- _The input_:
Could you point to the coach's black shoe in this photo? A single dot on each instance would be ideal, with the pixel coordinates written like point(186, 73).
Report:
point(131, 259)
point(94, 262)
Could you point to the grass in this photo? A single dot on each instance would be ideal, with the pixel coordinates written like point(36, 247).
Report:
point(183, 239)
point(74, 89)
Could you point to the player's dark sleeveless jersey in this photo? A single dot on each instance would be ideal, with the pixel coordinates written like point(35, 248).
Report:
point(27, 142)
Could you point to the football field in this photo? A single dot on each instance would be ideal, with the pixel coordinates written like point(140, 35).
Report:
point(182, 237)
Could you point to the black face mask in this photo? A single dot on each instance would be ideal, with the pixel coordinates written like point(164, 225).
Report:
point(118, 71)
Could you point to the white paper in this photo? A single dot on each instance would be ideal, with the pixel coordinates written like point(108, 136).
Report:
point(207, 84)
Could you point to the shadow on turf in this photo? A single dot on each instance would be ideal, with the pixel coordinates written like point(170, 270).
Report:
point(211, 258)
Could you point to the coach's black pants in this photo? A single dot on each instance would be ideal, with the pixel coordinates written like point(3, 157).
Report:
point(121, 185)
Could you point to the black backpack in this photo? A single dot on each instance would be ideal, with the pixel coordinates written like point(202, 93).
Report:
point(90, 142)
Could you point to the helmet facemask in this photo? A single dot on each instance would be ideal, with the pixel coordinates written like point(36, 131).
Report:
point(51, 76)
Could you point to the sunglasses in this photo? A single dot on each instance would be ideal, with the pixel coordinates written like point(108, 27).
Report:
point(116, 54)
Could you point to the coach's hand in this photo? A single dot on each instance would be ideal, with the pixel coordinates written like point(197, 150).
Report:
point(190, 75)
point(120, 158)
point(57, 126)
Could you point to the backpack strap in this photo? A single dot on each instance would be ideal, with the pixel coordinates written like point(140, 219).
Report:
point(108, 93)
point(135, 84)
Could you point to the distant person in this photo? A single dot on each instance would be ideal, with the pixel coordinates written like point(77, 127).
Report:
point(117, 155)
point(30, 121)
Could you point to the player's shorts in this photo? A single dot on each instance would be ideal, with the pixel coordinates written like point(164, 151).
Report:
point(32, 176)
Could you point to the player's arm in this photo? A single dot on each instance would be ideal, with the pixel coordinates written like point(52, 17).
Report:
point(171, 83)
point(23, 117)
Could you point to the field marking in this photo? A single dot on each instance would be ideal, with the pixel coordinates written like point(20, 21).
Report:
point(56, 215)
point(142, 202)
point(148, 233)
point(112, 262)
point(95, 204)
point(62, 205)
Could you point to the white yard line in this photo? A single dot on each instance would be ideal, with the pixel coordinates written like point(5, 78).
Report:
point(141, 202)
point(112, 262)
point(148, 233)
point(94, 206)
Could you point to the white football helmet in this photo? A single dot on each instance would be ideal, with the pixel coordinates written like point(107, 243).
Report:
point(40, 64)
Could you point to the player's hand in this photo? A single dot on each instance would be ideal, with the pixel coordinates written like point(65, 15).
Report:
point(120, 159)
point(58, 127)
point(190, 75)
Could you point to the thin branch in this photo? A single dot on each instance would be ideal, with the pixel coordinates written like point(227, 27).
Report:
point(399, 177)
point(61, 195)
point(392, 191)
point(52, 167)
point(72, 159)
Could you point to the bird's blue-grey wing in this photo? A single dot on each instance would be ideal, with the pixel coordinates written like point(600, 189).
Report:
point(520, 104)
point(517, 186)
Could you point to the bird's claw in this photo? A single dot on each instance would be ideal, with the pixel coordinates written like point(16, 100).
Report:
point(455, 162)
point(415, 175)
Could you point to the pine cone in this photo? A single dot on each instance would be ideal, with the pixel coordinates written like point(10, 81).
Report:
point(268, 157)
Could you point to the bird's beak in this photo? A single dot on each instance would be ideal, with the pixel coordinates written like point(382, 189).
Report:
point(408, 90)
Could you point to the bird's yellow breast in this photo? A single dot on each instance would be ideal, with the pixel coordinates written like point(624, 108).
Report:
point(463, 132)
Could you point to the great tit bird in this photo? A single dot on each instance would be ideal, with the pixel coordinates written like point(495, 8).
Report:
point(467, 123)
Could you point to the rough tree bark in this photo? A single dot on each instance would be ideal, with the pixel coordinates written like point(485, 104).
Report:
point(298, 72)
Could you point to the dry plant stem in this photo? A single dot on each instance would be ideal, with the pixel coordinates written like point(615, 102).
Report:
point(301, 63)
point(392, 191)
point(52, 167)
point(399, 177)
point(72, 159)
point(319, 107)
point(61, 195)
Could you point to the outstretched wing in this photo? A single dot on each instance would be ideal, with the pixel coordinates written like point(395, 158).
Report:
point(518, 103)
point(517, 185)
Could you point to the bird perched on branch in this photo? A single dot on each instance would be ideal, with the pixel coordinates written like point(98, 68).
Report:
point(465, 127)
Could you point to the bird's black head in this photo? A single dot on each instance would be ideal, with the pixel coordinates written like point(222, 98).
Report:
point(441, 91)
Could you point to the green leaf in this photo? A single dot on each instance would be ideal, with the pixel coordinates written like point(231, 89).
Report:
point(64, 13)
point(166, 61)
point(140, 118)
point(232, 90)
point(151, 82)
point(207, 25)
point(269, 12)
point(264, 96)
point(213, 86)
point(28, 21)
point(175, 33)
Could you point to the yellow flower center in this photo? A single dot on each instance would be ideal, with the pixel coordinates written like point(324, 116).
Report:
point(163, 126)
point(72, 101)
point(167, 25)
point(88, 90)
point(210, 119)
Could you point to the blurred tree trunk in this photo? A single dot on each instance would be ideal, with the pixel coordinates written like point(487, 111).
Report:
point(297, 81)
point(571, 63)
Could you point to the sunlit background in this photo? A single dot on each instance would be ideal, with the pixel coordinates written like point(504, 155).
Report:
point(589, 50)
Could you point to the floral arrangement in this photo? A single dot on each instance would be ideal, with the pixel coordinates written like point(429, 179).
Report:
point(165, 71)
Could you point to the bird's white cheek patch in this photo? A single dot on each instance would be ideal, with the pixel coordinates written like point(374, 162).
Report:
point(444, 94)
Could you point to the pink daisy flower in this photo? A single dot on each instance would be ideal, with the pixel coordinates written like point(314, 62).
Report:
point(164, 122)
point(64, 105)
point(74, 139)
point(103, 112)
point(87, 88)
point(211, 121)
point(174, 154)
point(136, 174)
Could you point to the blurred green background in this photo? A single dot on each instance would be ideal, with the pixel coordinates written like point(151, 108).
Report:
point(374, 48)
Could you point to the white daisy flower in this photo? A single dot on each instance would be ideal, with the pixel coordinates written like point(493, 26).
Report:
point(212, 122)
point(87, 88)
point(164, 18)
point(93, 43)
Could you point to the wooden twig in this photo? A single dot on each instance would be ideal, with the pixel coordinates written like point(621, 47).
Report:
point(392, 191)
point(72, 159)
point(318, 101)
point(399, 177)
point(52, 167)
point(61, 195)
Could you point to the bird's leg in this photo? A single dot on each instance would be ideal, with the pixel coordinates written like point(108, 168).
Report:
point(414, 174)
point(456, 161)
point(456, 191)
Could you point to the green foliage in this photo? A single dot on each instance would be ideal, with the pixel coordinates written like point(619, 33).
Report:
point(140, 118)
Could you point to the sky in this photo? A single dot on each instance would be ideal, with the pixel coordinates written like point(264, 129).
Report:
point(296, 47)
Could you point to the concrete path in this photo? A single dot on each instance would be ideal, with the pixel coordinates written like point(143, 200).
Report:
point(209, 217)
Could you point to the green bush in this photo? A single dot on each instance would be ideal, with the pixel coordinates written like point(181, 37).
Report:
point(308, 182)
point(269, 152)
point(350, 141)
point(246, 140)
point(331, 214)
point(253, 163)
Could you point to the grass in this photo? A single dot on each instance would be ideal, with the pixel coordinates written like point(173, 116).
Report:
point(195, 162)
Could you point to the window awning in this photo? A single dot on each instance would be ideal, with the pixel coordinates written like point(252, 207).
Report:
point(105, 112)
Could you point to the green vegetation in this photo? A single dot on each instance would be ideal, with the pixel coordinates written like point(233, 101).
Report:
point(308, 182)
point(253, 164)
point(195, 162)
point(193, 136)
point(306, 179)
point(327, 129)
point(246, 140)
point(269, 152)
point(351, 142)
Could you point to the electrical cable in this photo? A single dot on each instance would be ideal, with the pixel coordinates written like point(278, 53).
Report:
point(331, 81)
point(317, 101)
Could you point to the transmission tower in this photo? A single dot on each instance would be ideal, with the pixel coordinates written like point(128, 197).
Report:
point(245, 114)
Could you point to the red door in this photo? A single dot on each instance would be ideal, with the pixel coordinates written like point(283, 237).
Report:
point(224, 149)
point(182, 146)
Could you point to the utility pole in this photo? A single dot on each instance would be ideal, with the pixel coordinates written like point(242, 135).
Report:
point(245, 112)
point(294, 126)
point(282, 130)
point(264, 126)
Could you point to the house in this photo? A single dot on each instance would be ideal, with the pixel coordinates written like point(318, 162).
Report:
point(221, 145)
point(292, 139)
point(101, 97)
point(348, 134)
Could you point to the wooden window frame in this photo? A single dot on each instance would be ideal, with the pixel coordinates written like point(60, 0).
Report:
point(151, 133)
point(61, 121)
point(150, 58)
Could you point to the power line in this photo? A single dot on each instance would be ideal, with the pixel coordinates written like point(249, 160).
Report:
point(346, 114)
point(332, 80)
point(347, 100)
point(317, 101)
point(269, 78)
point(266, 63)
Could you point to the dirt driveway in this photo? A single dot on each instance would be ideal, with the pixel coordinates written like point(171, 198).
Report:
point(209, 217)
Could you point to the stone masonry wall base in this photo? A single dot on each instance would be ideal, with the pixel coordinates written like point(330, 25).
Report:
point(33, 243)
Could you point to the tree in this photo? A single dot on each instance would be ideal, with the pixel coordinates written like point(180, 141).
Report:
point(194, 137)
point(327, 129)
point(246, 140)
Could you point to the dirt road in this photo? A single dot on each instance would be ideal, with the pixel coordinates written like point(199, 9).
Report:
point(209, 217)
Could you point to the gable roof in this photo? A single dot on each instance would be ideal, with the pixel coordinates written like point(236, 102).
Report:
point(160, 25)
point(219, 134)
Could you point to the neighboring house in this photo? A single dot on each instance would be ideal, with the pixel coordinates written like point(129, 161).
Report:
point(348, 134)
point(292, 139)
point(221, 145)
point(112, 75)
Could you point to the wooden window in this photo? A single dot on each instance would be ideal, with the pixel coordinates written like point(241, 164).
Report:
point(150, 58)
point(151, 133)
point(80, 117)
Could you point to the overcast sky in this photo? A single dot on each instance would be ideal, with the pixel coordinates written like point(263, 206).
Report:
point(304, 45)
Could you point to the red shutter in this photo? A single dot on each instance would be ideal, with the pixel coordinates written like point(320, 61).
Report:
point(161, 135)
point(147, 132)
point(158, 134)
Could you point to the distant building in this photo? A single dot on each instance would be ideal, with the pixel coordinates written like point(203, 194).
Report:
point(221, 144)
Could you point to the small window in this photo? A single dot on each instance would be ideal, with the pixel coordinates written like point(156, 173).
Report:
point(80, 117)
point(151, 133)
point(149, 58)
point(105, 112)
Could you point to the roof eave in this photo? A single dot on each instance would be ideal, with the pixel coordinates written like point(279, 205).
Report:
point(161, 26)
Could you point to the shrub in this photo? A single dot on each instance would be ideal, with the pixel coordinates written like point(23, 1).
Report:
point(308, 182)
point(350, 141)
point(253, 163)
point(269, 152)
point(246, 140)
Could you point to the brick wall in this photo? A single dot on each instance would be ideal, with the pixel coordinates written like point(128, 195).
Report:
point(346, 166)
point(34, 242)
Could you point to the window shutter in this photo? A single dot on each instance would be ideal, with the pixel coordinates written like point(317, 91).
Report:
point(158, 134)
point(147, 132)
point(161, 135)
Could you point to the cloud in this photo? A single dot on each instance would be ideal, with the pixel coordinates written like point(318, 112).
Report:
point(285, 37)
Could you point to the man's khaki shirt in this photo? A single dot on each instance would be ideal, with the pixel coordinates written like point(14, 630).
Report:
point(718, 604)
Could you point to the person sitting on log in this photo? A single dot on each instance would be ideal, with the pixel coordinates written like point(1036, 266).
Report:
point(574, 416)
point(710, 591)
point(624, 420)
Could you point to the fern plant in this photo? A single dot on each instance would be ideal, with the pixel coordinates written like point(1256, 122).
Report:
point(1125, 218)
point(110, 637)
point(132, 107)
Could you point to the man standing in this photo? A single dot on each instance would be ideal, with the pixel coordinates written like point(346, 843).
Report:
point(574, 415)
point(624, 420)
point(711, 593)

- _Problem details_: Read the listing above, then copy every line that includes the string "wooden".

- _Answer box_:
Could you point to the wooden twig in this photo? A single dot on each instance would be ideal, with the pixel coordinates written like point(621, 47).
Could you point to the wooden window frame in this photo? A single dot on each instance would be ideal, with the pixel coordinates written like point(60, 0).
Could you point to the wooden window in this photo? A single dot on each instance would be ideal, with the pixel coordinates written like point(241, 164).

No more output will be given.